### WHAT THE EXERCISE ASKS
Format the lines from the one containing "Find the red" through the end of the records, inclusive, as a two-column CSV with the columns text and answer. Give one row for each text and its answer, put each value in a single quoted field, and replace line breaks with spaces.

[GIVEN RECORDS start]

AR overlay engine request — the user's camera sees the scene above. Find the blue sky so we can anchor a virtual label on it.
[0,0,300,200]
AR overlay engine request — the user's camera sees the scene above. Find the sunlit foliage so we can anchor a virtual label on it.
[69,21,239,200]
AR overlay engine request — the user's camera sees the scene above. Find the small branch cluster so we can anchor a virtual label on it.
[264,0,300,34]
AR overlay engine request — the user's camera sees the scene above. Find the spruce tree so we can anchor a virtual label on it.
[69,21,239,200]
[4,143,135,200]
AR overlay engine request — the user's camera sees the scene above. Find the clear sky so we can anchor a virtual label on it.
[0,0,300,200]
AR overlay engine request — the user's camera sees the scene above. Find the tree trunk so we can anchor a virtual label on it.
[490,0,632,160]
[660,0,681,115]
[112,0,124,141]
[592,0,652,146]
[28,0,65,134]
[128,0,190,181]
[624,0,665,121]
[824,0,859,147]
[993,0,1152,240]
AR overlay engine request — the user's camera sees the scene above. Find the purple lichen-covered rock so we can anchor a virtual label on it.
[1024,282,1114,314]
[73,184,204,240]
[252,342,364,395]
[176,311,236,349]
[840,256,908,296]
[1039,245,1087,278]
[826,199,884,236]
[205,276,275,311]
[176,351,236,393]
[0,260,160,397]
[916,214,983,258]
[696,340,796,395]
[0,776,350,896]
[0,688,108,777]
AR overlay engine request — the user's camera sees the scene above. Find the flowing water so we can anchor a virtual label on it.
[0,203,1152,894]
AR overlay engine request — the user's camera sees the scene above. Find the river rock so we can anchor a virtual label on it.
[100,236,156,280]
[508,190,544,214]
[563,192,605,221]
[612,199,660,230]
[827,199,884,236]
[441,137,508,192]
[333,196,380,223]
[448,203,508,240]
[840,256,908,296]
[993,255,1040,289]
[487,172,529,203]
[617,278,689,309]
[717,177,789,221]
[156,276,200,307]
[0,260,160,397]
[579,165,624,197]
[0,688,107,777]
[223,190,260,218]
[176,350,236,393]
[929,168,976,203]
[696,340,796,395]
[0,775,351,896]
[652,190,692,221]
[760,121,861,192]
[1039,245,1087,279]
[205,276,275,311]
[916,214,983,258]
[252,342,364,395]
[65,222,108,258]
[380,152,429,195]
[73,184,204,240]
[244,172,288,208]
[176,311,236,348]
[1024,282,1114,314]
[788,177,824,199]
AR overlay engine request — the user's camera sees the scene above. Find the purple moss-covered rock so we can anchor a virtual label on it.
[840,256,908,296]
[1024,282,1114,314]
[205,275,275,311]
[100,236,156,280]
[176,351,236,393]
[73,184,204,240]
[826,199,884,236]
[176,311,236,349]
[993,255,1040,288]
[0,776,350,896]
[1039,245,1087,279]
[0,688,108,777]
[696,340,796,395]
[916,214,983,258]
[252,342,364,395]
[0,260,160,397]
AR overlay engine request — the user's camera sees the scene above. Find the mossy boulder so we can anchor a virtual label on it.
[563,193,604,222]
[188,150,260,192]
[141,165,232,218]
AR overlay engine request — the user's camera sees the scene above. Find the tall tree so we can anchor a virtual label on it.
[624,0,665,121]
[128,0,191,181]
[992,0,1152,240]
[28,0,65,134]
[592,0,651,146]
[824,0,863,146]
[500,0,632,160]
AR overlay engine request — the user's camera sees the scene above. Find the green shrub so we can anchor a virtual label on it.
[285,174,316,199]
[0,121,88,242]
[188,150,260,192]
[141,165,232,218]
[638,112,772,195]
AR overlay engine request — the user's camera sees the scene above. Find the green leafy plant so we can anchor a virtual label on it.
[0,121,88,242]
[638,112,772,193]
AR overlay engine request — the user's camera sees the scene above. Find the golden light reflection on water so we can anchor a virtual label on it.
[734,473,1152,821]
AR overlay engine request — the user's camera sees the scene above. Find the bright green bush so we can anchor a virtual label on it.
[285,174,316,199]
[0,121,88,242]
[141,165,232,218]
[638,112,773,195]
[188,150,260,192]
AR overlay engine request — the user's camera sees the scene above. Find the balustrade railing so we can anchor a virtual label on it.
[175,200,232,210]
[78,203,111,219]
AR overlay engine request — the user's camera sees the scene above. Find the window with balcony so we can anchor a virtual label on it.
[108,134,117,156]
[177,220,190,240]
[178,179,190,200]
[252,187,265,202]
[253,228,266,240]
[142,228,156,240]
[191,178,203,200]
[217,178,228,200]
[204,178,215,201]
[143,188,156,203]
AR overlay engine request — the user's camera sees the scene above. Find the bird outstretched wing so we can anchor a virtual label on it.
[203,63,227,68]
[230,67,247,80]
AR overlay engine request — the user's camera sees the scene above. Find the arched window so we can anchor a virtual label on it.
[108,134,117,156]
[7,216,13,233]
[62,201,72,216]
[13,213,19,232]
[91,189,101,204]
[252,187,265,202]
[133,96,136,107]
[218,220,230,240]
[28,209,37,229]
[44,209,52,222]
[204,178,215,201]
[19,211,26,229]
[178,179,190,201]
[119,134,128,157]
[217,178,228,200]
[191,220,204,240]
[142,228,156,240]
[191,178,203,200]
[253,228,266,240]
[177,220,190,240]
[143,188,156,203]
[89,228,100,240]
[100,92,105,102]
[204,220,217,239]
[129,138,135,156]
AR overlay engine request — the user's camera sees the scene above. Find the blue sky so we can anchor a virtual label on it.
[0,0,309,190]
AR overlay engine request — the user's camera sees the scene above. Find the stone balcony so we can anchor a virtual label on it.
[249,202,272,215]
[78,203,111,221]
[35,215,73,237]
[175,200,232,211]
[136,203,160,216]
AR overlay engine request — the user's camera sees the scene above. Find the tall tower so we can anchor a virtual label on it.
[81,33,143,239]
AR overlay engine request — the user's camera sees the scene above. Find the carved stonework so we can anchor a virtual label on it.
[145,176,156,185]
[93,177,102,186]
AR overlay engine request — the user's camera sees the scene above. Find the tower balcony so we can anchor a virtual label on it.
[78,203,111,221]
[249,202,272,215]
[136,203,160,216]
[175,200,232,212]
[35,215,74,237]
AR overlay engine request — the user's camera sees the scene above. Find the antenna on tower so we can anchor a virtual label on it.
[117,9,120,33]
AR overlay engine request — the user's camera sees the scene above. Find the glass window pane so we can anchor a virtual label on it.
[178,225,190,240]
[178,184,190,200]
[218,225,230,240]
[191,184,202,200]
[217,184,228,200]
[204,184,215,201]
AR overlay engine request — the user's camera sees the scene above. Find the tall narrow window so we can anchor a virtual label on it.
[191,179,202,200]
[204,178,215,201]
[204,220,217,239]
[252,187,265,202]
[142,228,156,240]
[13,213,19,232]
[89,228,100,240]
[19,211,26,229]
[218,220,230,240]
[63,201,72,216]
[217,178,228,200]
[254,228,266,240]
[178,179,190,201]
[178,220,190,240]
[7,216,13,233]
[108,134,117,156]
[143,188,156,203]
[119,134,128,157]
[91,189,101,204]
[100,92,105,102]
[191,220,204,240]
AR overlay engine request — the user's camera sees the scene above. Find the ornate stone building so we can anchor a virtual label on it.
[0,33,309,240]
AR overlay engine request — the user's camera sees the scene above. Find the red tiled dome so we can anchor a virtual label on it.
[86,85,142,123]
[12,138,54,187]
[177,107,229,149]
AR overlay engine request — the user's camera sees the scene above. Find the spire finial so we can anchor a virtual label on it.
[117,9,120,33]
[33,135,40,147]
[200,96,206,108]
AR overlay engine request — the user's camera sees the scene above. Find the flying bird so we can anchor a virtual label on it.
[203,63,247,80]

[GIVEN RECORDS end]

### RIGHT ANSWER
text,answer
"AR overlay engine request — the user's camera sees the scene above. Find the red tiled dome so we can anchor a virtual label on it.","[86,85,142,123] [12,138,54,187] [177,107,229,149]"
"AR overlay engine request — the user's camera sees the scene above. Find the spire finial so we can anchor a virtual label on it.","[117,9,120,33] [33,135,40,147] [200,96,206,108]"
"AR overlay engine request — the user's camera sees the scene above. Find the flying bird so we can anchor a virtual label on it.","[203,63,247,80]"